● Exercise description
Everything from the line holding "Sample query: street lamp post" through the final line of the entries below is to be duplicated exactly, and nothing outside that span.

======

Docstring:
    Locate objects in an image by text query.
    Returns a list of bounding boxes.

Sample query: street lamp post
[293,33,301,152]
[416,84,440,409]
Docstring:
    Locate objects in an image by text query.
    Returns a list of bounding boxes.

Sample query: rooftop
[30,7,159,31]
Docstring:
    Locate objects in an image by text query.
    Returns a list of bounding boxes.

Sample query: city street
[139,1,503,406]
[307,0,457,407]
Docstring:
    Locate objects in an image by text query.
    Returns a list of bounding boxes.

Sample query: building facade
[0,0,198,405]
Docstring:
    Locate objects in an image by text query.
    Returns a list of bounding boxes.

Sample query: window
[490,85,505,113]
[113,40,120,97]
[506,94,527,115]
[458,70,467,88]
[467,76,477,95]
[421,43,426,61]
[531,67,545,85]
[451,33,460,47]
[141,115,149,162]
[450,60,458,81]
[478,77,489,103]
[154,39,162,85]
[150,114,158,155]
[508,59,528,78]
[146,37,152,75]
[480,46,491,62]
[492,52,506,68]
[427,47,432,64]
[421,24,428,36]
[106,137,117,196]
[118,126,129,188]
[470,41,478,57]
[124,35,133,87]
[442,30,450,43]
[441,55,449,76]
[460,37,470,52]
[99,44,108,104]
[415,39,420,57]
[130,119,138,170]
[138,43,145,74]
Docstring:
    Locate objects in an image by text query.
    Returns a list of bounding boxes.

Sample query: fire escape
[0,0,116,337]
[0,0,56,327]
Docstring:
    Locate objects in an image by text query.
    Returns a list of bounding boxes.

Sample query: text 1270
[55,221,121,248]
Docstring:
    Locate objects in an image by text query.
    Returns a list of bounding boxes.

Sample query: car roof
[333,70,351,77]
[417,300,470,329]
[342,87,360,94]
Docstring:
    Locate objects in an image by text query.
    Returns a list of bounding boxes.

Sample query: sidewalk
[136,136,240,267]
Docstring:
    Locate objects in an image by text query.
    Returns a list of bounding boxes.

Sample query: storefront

======

● Answer box
Sample query: street lamp post
[293,33,301,152]
[416,84,440,409]
Docstring:
    Locate objects in an image by text query.
    Returns a list of bounding boxes.

Sample query: rooftop
[30,7,159,31]
Docstring:
    Locate objects in an image by text query.
    Returns a list of bounding boxes.

Sample query: city street
[139,1,503,406]
[307,0,457,407]
Docstring:
    Locate objects in an image by text query.
    Returns a list of bounding boxes.

Sample query: building facade
[0,0,198,405]
Docstring:
    Locate objects in an image by text query.
    Returns a list of bounding boxes.

Sample query: window
[490,85,505,113]
[113,40,120,97]
[506,94,527,115]
[458,70,467,88]
[467,76,477,95]
[421,43,426,61]
[531,67,545,85]
[451,33,460,47]
[141,115,149,162]
[450,60,458,81]
[478,77,489,103]
[154,39,162,85]
[150,114,158,155]
[508,59,528,78]
[146,37,152,75]
[480,46,491,62]
[492,52,506,68]
[427,47,432,64]
[421,24,428,36]
[106,137,117,196]
[118,126,129,188]
[470,41,478,57]
[124,35,133,87]
[442,30,450,43]
[441,55,449,76]
[460,37,470,52]
[99,44,108,104]
[415,39,420,57]
[130,119,138,170]
[138,43,145,74]
Docstring:
    Locate objects in an image by text query.
    Returns a list of bounding boxes.

Sample query: fire escape
[0,0,116,337]
[0,0,56,327]
Docstring:
    Locate objects in an image by text query.
    Returns a list of bounding boxes.

Sample query: text 1270
[55,221,121,248]
Docstring:
    Locate objects in an image by text query.
    Returns a list of bounding boxes.

Sample query: car roof
[333,70,351,77]
[417,300,470,329]
[342,87,360,94]
Docstring:
    Locate objects in an image by text query.
    Returns a list of bounding boxes.

Sample query: sidewalk
[136,136,240,267]
Docstring:
    Locate objects in an image by text query.
    Returns a list of bounding boxes.

Sample query: storefront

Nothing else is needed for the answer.